— START EXTRACT —
When shopping for an equity ETF, investors sometimes struggle to select the fund that best suits their needs, in part because of the ever-expanding number of options available and the many characteristics that distinguish what may seem to be otherwise identical products.
When comparing one fund to another, many investors often start by looking at the total expense ratio (TER)--the most apparent measure of the ongoing carrying cost of the investment. They then might examine other considerations like bid/ask spreads (a crucial measure of on-exchange liquidity and hence trading costs), the replication methodology (physical versus synthetic) and dividend treatment (distributing versus capitalising), amongst others. Investors should also compare like funds’ relative performance to determine those that most closely track the index they want to follow; and that’s when the selection process can become increasingly complicated.
— END EXTRACT —
— START GIVEN ENTRIES —
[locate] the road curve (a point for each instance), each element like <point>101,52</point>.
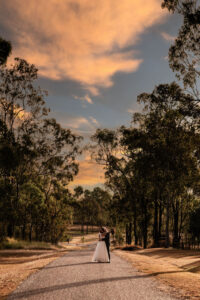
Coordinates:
<point>75,277</point>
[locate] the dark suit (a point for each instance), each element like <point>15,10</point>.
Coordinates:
<point>107,241</point>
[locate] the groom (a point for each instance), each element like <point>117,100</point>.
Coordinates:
<point>107,240</point>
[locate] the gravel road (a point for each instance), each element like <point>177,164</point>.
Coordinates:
<point>75,277</point>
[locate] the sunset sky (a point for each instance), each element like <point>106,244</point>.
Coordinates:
<point>94,58</point>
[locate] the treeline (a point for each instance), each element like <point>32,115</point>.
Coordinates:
<point>152,167</point>
<point>37,158</point>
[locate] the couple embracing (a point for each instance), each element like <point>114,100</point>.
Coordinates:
<point>102,251</point>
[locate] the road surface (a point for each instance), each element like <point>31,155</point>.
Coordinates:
<point>75,277</point>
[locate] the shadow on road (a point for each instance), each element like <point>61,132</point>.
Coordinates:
<point>82,283</point>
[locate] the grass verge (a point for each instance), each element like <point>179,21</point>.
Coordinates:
<point>177,269</point>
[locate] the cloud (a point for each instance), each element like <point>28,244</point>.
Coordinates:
<point>167,37</point>
<point>81,40</point>
<point>90,173</point>
<point>94,121</point>
<point>86,98</point>
<point>78,124</point>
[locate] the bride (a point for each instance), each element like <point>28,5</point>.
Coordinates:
<point>101,253</point>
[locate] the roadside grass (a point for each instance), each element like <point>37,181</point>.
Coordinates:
<point>13,244</point>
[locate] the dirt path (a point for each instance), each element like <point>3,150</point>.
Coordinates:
<point>74,277</point>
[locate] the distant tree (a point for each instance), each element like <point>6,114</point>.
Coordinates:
<point>5,50</point>
<point>184,54</point>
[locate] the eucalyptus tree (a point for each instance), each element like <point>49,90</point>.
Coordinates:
<point>169,115</point>
<point>40,150</point>
<point>184,54</point>
<point>119,176</point>
<point>5,50</point>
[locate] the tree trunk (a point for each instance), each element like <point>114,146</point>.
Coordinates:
<point>30,233</point>
<point>160,221</point>
<point>176,240</point>
<point>167,226</point>
<point>155,227</point>
<point>135,228</point>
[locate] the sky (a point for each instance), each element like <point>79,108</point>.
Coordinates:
<point>94,59</point>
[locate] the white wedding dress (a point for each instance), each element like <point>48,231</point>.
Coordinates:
<point>100,253</point>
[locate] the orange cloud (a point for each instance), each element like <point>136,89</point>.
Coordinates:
<point>90,173</point>
<point>82,40</point>
<point>168,37</point>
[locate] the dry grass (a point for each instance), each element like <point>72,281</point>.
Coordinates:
<point>179,269</point>
<point>17,264</point>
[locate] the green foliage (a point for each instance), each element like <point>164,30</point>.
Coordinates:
<point>37,160</point>
<point>119,237</point>
<point>184,54</point>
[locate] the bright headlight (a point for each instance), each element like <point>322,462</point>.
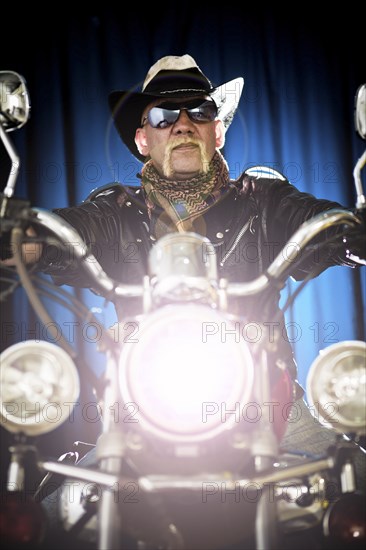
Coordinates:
— END GIVEN ENTRIES —
◆ SHORT TASK 1:
Answer these questions from the passage on choosing an equity ETF:
(a) What two reasons does it give for investors struggling to pick a fund?
(b) What does the total expense ratio measure?
(c) Which two replication methodologies does it name?
◆ SHORT TASK 2:
Summarize the passage on choosing an equity ETF in two sentences.
Answer using only the passage on choosing an equity ETF.

◆ EXPECTED OUTPUT 1:
(a) The ever-expanding number of options available, and the many characteristics that distinguish what may seem to be otherwise identical products.
(b) The ongoing carrying cost of the investment.
(c) Physical and synthetic.

◆ EXPECTED OUTPUT 2:
Investors can struggle to choose an equity ETF because there are ever more options and many features that set apparently identical funds apart. They often compare the total expense ratio first, then bid/ask spreads, replication methodology and dividend treatment, and they should also check how closely comparable funds track the index, which can make the selection more complicated.